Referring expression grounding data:
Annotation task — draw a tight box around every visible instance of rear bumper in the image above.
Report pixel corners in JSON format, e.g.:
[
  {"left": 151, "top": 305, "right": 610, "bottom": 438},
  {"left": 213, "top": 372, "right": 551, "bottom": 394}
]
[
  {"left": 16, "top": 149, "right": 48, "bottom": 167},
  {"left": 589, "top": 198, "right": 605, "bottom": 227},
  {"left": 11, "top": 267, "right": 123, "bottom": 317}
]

• [What is being asked]
All the records above need to be output exactly, with none omitted.

• [Output for this task]
Annotation task — draw a tight box around every visible instance of rear bumper in the image above.
Report pixel corners in JSON format, e.g.:
[
  {"left": 151, "top": 305, "right": 610, "bottom": 438},
  {"left": 213, "top": 372, "right": 551, "bottom": 394}
]
[
  {"left": 16, "top": 149, "right": 48, "bottom": 167},
  {"left": 589, "top": 198, "right": 605, "bottom": 227},
  {"left": 11, "top": 267, "right": 123, "bottom": 317}
]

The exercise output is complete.